> [Items]:

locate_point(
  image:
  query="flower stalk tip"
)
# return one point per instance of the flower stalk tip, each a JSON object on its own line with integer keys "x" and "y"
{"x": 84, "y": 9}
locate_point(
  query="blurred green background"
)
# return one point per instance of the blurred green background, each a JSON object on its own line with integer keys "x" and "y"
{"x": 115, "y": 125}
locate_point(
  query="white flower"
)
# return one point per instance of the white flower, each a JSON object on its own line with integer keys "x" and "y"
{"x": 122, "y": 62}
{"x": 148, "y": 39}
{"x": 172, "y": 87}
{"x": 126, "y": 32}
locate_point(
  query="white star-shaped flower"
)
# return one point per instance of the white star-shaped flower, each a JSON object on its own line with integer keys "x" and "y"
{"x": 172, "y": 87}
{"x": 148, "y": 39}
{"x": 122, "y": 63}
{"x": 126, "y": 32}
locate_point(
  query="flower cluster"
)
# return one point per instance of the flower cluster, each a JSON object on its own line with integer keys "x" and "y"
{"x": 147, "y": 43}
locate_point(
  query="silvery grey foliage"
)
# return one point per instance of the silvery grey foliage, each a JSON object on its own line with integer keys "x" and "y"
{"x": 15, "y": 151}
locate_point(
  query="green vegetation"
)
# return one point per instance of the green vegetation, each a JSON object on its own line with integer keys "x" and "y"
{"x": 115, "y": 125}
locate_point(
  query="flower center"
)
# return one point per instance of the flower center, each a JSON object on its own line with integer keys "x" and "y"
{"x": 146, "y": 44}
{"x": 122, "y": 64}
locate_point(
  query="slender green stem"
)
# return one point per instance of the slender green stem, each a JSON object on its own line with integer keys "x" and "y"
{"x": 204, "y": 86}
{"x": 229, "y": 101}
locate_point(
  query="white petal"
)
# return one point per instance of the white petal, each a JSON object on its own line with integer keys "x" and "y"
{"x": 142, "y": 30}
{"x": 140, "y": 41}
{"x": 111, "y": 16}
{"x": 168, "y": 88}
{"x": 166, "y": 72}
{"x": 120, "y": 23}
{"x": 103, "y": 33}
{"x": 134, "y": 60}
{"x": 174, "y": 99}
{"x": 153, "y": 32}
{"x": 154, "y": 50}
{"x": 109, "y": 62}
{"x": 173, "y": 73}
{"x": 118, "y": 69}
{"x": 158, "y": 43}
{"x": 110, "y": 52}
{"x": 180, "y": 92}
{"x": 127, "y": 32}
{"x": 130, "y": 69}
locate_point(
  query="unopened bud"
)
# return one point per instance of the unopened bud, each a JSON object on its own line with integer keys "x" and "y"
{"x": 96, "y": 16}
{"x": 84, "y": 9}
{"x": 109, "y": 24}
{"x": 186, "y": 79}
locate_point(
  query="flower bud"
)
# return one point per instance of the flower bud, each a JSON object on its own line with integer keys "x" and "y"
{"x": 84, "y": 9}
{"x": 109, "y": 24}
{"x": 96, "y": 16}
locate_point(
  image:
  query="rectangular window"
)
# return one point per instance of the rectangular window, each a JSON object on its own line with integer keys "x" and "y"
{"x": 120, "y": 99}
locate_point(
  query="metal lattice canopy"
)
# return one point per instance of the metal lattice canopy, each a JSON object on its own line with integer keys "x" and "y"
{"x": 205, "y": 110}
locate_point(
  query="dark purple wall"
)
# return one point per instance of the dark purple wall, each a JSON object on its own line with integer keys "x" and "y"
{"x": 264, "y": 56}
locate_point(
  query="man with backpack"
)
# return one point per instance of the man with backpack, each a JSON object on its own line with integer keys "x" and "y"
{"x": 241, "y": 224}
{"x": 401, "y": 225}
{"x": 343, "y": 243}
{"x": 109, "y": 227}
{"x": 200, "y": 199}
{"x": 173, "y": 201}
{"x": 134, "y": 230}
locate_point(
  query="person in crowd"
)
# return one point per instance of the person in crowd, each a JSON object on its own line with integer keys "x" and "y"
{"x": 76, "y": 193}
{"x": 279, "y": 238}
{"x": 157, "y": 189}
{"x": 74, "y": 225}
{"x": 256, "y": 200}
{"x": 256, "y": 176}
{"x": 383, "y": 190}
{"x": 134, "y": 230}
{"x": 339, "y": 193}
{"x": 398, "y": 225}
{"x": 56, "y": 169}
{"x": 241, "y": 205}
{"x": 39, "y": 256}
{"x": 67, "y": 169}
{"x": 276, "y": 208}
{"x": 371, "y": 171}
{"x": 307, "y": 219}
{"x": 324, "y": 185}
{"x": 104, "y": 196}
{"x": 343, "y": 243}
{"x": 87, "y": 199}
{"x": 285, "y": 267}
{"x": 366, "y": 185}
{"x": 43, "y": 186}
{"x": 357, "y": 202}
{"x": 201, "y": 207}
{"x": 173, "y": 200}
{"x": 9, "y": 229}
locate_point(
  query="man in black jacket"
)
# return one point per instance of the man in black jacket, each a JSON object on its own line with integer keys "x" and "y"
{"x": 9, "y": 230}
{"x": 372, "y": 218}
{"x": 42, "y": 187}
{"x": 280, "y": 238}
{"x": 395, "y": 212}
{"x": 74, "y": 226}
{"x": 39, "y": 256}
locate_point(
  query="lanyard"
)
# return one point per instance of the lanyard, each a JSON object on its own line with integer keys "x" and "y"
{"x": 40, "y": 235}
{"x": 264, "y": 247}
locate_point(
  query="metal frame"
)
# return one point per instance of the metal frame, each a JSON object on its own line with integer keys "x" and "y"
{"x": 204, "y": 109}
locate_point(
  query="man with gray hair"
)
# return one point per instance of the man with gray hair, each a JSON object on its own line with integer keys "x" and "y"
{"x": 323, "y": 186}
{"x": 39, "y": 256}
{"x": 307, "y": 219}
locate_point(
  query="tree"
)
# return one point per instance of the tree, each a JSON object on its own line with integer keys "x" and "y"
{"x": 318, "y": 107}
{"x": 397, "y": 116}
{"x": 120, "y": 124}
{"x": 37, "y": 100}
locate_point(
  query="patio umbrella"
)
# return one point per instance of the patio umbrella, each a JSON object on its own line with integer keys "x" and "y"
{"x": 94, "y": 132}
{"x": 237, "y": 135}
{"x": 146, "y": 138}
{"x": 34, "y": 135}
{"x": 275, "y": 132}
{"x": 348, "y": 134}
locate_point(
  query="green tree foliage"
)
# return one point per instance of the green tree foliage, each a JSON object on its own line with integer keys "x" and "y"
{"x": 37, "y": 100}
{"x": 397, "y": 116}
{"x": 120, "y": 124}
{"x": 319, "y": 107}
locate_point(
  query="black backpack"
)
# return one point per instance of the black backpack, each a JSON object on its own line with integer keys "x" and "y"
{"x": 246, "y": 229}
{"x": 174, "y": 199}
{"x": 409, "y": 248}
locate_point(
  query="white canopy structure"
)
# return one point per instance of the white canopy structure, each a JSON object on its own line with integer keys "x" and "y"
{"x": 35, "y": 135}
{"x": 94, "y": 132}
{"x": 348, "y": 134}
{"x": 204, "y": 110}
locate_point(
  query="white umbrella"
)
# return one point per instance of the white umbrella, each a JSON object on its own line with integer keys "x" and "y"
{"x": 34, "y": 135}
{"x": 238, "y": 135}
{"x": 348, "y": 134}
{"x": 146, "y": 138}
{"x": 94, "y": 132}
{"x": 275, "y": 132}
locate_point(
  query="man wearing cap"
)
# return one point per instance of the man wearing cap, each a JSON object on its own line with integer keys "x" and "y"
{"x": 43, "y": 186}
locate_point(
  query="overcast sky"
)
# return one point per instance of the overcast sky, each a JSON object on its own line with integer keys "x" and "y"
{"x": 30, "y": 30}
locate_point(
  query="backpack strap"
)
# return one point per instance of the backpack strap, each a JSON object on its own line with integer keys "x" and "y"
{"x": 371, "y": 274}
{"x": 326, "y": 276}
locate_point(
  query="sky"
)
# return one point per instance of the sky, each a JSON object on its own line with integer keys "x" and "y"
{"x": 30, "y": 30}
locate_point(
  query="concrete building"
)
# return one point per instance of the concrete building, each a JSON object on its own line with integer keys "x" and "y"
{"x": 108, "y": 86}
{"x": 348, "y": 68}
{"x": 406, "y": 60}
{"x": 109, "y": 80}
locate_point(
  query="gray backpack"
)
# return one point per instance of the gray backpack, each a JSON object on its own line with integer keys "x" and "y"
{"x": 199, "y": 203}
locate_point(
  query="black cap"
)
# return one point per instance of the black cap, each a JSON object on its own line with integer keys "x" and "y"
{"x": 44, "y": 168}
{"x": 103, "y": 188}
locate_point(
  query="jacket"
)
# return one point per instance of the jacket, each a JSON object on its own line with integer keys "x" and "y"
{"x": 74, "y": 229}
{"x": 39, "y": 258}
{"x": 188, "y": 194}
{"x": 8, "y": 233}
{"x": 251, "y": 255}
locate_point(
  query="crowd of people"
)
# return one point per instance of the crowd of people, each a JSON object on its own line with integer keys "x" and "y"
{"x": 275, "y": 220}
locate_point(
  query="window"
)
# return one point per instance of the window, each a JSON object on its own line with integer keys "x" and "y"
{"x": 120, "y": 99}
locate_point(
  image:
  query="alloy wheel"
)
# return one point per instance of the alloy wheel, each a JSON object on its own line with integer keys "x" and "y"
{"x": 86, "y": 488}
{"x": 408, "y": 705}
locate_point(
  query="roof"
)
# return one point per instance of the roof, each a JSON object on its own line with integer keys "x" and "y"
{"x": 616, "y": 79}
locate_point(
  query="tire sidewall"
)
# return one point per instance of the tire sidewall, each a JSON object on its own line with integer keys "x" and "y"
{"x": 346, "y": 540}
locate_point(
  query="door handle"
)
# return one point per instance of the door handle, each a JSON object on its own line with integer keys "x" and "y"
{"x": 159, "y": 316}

> [Task to complete]:
Count the lines in the records that contain the string "stalk", matching case exactly, and reply with that number alone.

> [Task output]:
2